Material to process =>
####

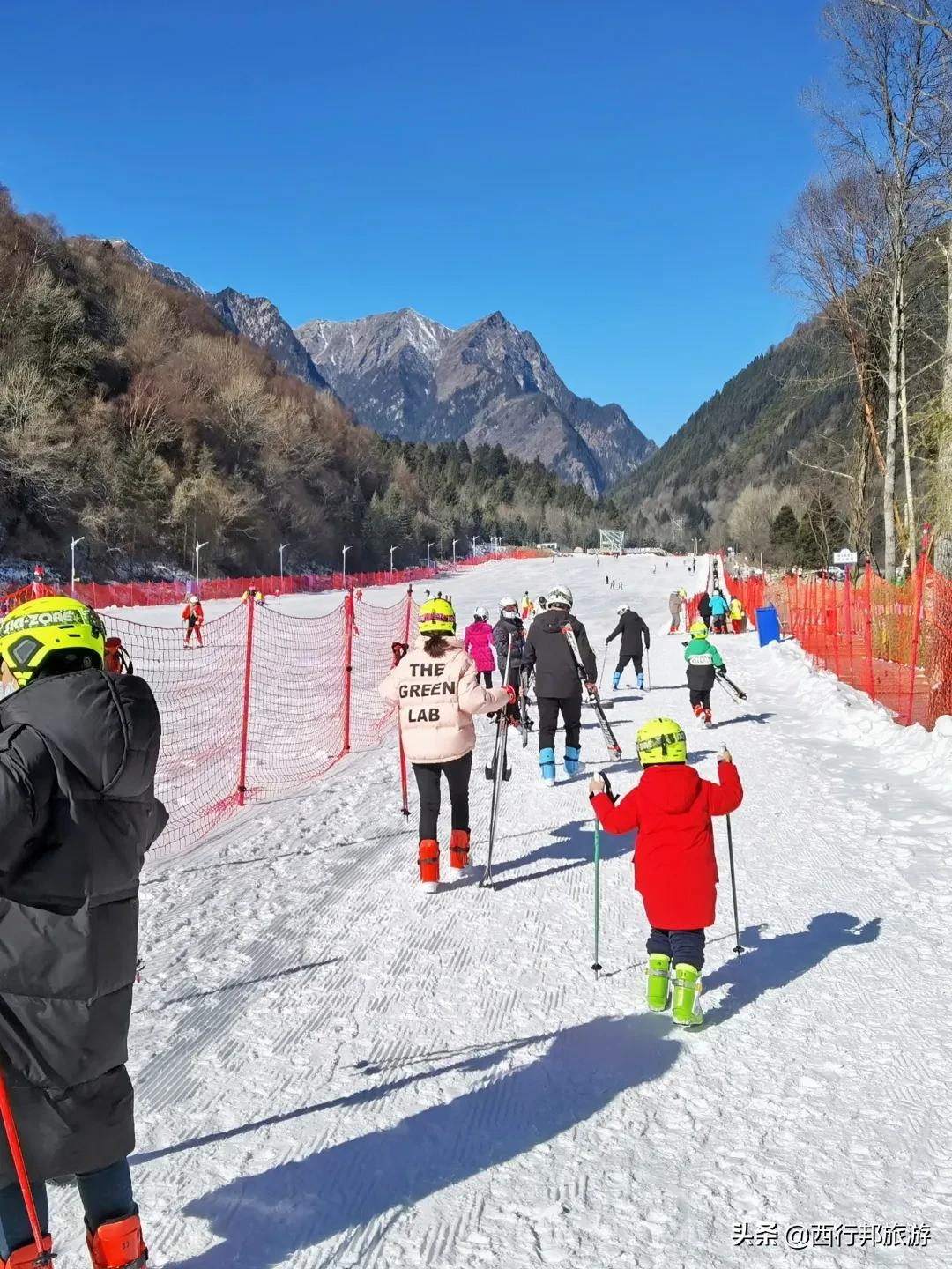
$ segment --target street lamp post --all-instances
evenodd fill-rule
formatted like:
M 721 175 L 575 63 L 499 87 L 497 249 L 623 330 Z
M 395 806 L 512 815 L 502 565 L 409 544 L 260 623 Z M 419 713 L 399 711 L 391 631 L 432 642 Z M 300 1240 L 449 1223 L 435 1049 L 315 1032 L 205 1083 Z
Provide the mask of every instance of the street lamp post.
M 195 594 L 198 594 L 198 574 L 199 574 L 199 560 L 202 555 L 202 547 L 207 547 L 207 542 L 195 542 Z
M 85 541 L 85 538 L 74 538 L 70 542 L 70 594 L 74 599 L 76 598 L 76 547 Z
M 284 552 L 291 546 L 289 542 L 282 542 L 278 544 L 278 569 L 281 571 L 281 593 L 284 594 Z

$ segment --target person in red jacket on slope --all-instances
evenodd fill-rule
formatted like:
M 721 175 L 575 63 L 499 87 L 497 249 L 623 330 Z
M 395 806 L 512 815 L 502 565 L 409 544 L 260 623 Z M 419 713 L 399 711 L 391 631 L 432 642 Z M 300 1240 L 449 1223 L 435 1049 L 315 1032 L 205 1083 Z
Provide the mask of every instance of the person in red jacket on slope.
M 737 768 L 722 750 L 718 782 L 688 766 L 684 731 L 670 718 L 652 718 L 638 731 L 641 782 L 616 805 L 604 777 L 589 783 L 592 806 L 607 832 L 637 830 L 635 890 L 651 925 L 647 938 L 647 1006 L 674 1022 L 698 1027 L 704 929 L 717 901 L 715 815 L 730 815 L 744 798 Z M 671 994 L 671 967 L 674 992 Z

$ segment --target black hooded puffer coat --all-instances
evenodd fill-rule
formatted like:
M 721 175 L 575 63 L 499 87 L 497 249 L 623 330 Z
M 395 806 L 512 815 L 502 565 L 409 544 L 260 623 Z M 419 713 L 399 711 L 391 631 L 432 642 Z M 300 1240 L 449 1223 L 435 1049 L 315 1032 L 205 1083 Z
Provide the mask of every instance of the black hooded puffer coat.
M 138 874 L 168 820 L 160 739 L 135 675 L 38 679 L 0 703 L 0 1063 L 34 1181 L 135 1145 L 124 1063 Z

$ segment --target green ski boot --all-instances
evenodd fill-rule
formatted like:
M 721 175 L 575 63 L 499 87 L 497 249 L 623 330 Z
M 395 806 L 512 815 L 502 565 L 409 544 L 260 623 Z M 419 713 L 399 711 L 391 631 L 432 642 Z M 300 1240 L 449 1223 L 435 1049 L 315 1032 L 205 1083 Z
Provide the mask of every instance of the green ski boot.
M 704 1020 L 699 997 L 701 971 L 696 970 L 693 964 L 675 964 L 671 1016 L 679 1027 L 699 1027 Z
M 671 958 L 664 952 L 650 952 L 647 957 L 647 1008 L 652 1014 L 663 1014 L 671 1003 Z

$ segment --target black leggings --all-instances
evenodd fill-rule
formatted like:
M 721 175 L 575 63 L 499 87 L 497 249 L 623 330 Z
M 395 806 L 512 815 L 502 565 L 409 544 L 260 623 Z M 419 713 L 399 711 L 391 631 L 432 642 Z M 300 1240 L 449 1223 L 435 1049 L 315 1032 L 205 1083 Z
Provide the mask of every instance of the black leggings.
M 538 747 L 555 749 L 555 733 L 561 712 L 565 722 L 565 744 L 569 749 L 579 749 L 581 735 L 581 695 L 578 697 L 538 697 Z
M 416 788 L 420 794 L 420 841 L 438 841 L 439 775 L 446 774 L 452 806 L 452 826 L 470 831 L 470 772 L 472 754 L 452 763 L 414 763 Z

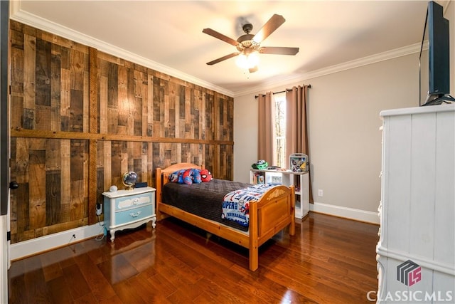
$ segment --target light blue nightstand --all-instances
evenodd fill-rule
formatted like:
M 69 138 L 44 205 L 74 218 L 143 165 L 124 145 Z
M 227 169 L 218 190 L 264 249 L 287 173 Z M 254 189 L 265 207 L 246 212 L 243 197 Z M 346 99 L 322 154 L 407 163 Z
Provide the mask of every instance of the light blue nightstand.
M 150 221 L 155 228 L 155 191 L 148 187 L 103 192 L 105 232 L 110 231 L 112 242 L 115 239 L 115 231 L 136 228 Z

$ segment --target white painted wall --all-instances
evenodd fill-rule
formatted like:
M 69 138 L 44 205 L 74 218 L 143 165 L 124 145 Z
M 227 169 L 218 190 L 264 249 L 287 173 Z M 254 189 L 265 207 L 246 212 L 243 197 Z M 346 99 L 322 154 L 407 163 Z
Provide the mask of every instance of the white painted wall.
M 315 203 L 377 212 L 381 169 L 379 112 L 419 105 L 418 53 L 264 88 L 260 93 L 304 83 L 311 85 L 309 137 Z M 234 179 L 240 182 L 249 180 L 249 169 L 257 157 L 255 94 L 234 100 Z M 319 189 L 323 197 L 318 196 Z

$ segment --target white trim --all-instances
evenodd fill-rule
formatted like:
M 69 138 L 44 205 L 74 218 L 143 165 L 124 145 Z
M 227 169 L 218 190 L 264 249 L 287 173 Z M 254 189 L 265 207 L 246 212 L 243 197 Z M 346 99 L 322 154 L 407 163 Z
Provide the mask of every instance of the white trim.
M 382 247 L 380 244 L 376 247 L 376 253 L 379 254 L 381 258 L 394 258 L 401 262 L 411 260 L 419 266 L 451 276 L 455 276 L 455 266 L 454 264 L 440 263 L 437 261 L 430 260 L 421 256 L 411 254 L 409 252 L 387 249 L 387 248 Z
M 310 204 L 310 211 L 378 225 L 380 224 L 378 212 L 367 211 L 341 206 L 329 205 L 328 204 L 317 203 L 316 201 L 314 204 Z
M 49 20 L 45 19 L 38 16 L 21 11 L 21 8 L 18 7 L 17 5 L 18 4 L 16 2 L 20 1 L 13 1 L 10 2 L 14 4 L 11 5 L 11 9 L 10 10 L 11 19 L 39 28 L 42 31 L 54 33 L 63 38 L 66 38 L 85 46 L 95 48 L 102 52 L 107 53 L 126 61 L 134 62 L 134 63 L 137 63 L 146 68 L 151 68 L 152 70 L 161 72 L 164 74 L 176 77 L 195 85 L 200 85 L 203 88 L 213 90 L 221 94 L 230 97 L 234 96 L 233 92 L 226 90 L 224 88 L 219 87 L 205 80 L 203 80 L 202 79 L 199 79 L 189 74 L 181 72 L 175 68 L 162 65 L 156 61 L 151 61 L 150 59 L 134 54 L 88 35 L 85 35 L 70 28 L 50 21 Z
M 221 94 L 234 98 L 242 96 L 247 94 L 255 94 L 257 92 L 267 90 L 268 88 L 289 85 L 290 83 L 296 83 L 305 80 L 309 80 L 316 77 L 333 74 L 343 70 L 418 53 L 420 51 L 420 48 L 422 46 L 420 43 L 414 43 L 410 46 L 347 61 L 346 63 L 323 68 L 316 70 L 305 72 L 299 75 L 291 75 L 289 77 L 282 78 L 277 77 L 269 81 L 262 83 L 258 86 L 250 87 L 245 90 L 234 93 L 205 80 L 197 78 L 189 74 L 186 74 L 156 61 L 136 55 L 128 51 L 123 50 L 115 46 L 107 43 L 82 33 L 63 26 L 58 23 L 51 22 L 36 15 L 21 11 L 20 3 L 20 1 L 10 1 L 10 18 L 13 20 L 43 31 L 55 33 L 55 35 L 70 39 L 79 43 L 97 48 L 97 50 L 107 53 L 108 54 L 134 62 L 146 68 L 151 68 L 171 76 L 176 77 L 185 81 L 188 81 L 209 90 L 213 90 Z
M 103 233 L 102 225 L 97 223 L 11 244 L 10 258 L 14 261 L 95 237 Z
M 414 43 L 402 48 L 398 48 L 394 50 L 380 53 L 378 54 L 347 61 L 335 65 L 328 66 L 319 70 L 303 73 L 298 75 L 294 75 L 286 78 L 281 78 L 279 81 L 272 80 L 268 83 L 262 83 L 259 86 L 248 88 L 242 91 L 235 92 L 234 97 L 243 96 L 247 94 L 255 94 L 257 93 L 258 91 L 264 90 L 269 88 L 278 88 L 280 86 L 289 85 L 290 83 L 296 83 L 306 80 L 316 78 L 316 77 L 333 74 L 343 70 L 359 68 L 360 66 L 419 53 L 420 52 L 421 46 L 422 45 L 420 43 Z
M 8 245 L 6 215 L 0 216 L 0 303 L 8 303 Z

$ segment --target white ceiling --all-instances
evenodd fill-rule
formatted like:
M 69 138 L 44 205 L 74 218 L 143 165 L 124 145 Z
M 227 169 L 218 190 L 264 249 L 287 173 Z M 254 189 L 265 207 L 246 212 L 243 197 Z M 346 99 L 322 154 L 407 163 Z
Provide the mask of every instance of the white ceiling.
M 368 62 L 417 51 L 427 4 L 13 0 L 10 5 L 14 19 L 236 96 L 272 83 L 301 81 L 353 61 Z M 299 47 L 297 55 L 261 54 L 259 70 L 254 73 L 237 68 L 235 58 L 205 64 L 236 50 L 202 33 L 203 28 L 237 39 L 243 33 L 242 21 L 252 23 L 255 33 L 274 14 L 282 15 L 286 22 L 261 46 Z

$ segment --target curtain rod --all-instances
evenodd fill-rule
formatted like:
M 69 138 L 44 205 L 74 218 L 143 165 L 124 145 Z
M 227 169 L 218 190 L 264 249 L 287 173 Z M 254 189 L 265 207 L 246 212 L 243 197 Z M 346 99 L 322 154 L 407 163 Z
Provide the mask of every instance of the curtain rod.
M 304 87 L 308 88 L 309 89 L 311 89 L 311 85 L 304 85 Z M 290 91 L 290 90 L 292 90 L 292 89 L 286 89 L 286 90 L 284 90 L 284 91 L 272 92 L 272 94 L 273 94 L 273 95 L 275 95 L 275 94 L 279 94 L 280 93 L 284 93 L 284 92 Z M 264 95 L 265 94 L 262 94 L 262 95 Z M 255 98 L 257 98 L 258 97 L 259 97 L 259 95 L 255 95 Z

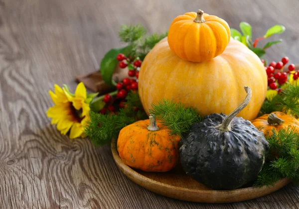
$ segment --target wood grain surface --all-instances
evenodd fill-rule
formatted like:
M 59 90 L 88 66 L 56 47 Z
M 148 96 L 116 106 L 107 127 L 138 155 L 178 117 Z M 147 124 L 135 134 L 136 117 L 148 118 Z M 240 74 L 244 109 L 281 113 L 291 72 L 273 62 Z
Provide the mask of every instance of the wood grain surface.
M 168 29 L 176 15 L 199 7 L 254 37 L 284 24 L 283 44 L 266 58 L 299 63 L 298 0 L 0 0 L 0 208 L 299 209 L 299 187 L 290 184 L 243 202 L 196 204 L 165 198 L 130 181 L 109 145 L 70 140 L 50 124 L 48 91 L 54 83 L 74 90 L 75 75 L 92 72 L 112 47 L 122 23 L 149 32 Z

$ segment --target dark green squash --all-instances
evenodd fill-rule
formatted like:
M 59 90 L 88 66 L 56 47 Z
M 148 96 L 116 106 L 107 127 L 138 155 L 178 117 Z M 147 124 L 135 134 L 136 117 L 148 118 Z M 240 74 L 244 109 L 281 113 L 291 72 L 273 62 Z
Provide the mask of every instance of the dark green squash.
M 233 190 L 254 181 L 269 146 L 264 134 L 250 121 L 235 117 L 249 103 L 244 101 L 228 116 L 211 114 L 193 124 L 180 148 L 186 173 L 214 190 Z

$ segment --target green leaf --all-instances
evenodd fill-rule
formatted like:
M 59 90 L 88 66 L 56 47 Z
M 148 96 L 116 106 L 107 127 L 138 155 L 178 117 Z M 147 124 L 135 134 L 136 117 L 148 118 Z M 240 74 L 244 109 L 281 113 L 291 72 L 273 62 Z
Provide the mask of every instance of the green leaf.
M 231 29 L 231 36 L 235 39 L 236 37 L 239 37 L 239 38 L 241 39 L 242 37 L 242 34 L 238 30 L 236 30 L 235 28 L 230 28 Z
M 250 49 L 260 58 L 261 58 L 266 54 L 266 51 L 261 48 L 250 48 Z
M 126 54 L 126 51 L 130 47 L 128 46 L 122 48 L 113 48 L 105 55 L 101 62 L 101 74 L 105 83 L 113 85 L 112 75 L 118 63 L 116 56 L 120 53 Z
M 92 94 L 88 94 L 87 98 L 85 99 L 85 102 L 87 104 L 90 104 L 94 98 L 98 96 L 99 93 L 94 93 Z
M 286 27 L 284 25 L 277 24 L 268 29 L 264 35 L 264 38 L 268 38 L 274 34 L 283 33 L 286 30 Z
M 251 47 L 252 46 L 252 43 L 250 41 L 249 35 L 246 35 L 246 36 L 242 36 L 241 42 L 242 42 L 245 46 L 247 47 Z
M 263 49 L 266 49 L 266 48 L 269 48 L 270 46 L 271 46 L 272 45 L 274 45 L 274 44 L 276 44 L 277 43 L 280 43 L 282 41 L 283 41 L 283 40 L 279 39 L 278 40 L 275 40 L 274 41 L 269 41 L 268 43 L 267 43 L 265 45 L 265 46 L 264 46 L 264 47 L 263 47 Z
M 240 23 L 240 28 L 241 31 L 243 33 L 244 36 L 246 36 L 248 35 L 249 38 L 251 39 L 252 37 L 252 30 L 251 25 L 246 22 L 241 22 Z

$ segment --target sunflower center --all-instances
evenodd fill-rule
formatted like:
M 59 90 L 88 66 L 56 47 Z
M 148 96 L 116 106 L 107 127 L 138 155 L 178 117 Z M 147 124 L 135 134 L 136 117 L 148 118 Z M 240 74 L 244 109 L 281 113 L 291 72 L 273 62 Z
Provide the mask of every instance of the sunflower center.
M 85 117 L 85 116 L 82 116 L 82 108 L 80 110 L 76 110 L 71 102 L 70 102 L 70 106 L 72 115 L 74 116 L 74 119 L 78 123 L 81 123 L 82 120 Z

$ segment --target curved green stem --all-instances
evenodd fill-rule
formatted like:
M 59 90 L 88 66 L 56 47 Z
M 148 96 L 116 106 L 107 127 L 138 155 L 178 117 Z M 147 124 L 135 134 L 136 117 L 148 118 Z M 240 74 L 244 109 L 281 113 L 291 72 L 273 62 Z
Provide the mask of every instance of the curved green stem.
M 203 11 L 202 10 L 198 9 L 197 10 L 197 15 L 193 21 L 198 23 L 202 23 L 205 22 L 205 20 L 203 18 Z
M 150 131 L 155 131 L 159 130 L 159 127 L 157 126 L 157 122 L 155 120 L 155 117 L 153 115 L 150 115 L 150 125 L 148 126 L 148 130 Z
M 222 124 L 216 127 L 216 128 L 221 131 L 229 131 L 229 127 L 230 127 L 230 124 L 233 119 L 236 117 L 238 114 L 245 108 L 246 106 L 250 102 L 250 99 L 251 98 L 252 91 L 251 89 L 248 86 L 244 87 L 244 89 L 247 93 L 246 97 L 244 99 L 243 102 L 239 105 L 239 106 L 233 111 L 229 115 L 227 116 L 226 118 L 224 119 L 224 121 Z

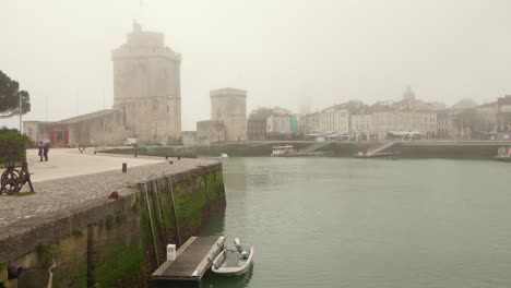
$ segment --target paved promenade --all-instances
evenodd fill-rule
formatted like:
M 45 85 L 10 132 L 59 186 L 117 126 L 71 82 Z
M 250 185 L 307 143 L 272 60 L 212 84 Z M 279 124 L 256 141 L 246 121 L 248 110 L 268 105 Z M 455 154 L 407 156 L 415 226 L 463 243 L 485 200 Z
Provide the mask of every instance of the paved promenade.
M 162 163 L 164 159 L 141 158 L 141 157 L 118 157 L 117 155 L 94 155 L 94 149 L 85 149 L 81 154 L 74 149 L 50 149 L 48 161 L 39 161 L 37 149 L 26 152 L 28 170 L 32 173 L 32 181 L 45 181 L 57 178 L 66 178 L 78 175 L 97 173 L 110 170 L 120 170 L 122 164 L 128 167 L 136 167 L 147 164 Z
M 216 161 L 207 159 L 164 158 L 80 154 L 78 149 L 51 149 L 49 161 L 39 163 L 37 153 L 28 151 L 28 168 L 33 172 L 36 194 L 0 196 L 0 230 L 10 235 L 29 229 L 40 221 L 95 202 L 108 201 L 108 195 L 129 183 L 140 182 L 151 175 L 176 173 Z M 121 172 L 121 164 L 128 172 Z M 57 216 L 56 216 L 57 215 Z M 0 236 L 5 237 L 7 233 Z

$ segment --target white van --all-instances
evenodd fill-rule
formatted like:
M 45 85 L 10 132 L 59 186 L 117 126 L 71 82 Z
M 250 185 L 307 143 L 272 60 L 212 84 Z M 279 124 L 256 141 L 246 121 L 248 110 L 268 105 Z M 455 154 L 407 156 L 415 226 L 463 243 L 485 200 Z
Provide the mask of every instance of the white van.
M 124 141 L 122 142 L 122 145 L 131 146 L 136 143 L 139 143 L 139 139 L 124 139 Z

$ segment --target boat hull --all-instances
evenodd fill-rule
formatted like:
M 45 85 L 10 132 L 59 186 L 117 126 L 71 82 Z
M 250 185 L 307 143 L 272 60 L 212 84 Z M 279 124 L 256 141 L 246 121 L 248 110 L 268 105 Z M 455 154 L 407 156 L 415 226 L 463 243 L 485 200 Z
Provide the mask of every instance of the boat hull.
M 223 267 L 219 265 L 222 265 L 222 262 L 225 260 L 225 250 L 224 250 L 213 261 L 211 271 L 213 271 L 215 274 L 221 275 L 221 276 L 242 275 L 250 268 L 250 265 L 252 264 L 252 256 L 253 256 L 253 247 L 250 248 L 250 255 L 247 259 L 247 261 L 245 261 L 243 265 L 239 267 Z

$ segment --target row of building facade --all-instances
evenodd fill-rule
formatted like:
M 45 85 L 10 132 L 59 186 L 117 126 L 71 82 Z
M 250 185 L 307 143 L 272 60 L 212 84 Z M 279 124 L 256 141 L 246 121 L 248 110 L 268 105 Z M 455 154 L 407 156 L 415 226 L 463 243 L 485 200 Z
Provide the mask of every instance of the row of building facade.
M 415 97 L 408 87 L 399 101 L 366 105 L 352 100 L 299 116 L 283 108 L 258 108 L 247 124 L 248 140 L 510 139 L 511 96 L 476 106 L 463 99 L 447 108 Z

####

Transcribe exactly the line containing "boat hull --all-instances" and all remaining lines of the material, ending with the last one.

$ segment --target boat hull --all-instances
evenodd fill-rule
formatted like:
M 45 85 L 10 132 L 59 186 L 117 126 L 71 82 Z
M 250 185 L 307 143 L 272 60 L 212 84 Z M 279 124 L 256 141 L 246 121 L 248 110 L 268 105 Z M 455 154 L 407 156 L 415 226 L 463 243 L 485 200 Z
Provide the mask of every instance of the boat hull.
M 223 267 L 219 265 L 222 265 L 222 262 L 225 260 L 225 250 L 224 250 L 213 261 L 211 271 L 213 271 L 215 274 L 221 275 L 221 276 L 242 275 L 250 268 L 250 265 L 252 264 L 252 256 L 253 256 L 253 247 L 250 248 L 250 255 L 247 259 L 247 261 L 245 261 L 243 265 L 239 267 Z

$ segment --target row of building facade --all-instances
evenodd fill-rule
formatted like:
M 45 85 L 10 132 L 59 186 L 117 126 L 71 82 Z
M 250 185 L 307 143 L 272 60 L 212 84 Z M 279 124 L 256 141 L 246 121 L 248 110 L 268 105 Z M 455 154 L 407 156 L 415 226 L 463 243 L 485 200 Z
Provide the mask of every instance of the row of building facade.
M 415 97 L 408 87 L 399 101 L 366 105 L 352 100 L 299 116 L 283 108 L 258 108 L 247 124 L 248 140 L 510 139 L 511 96 L 476 106 L 463 99 L 447 108 Z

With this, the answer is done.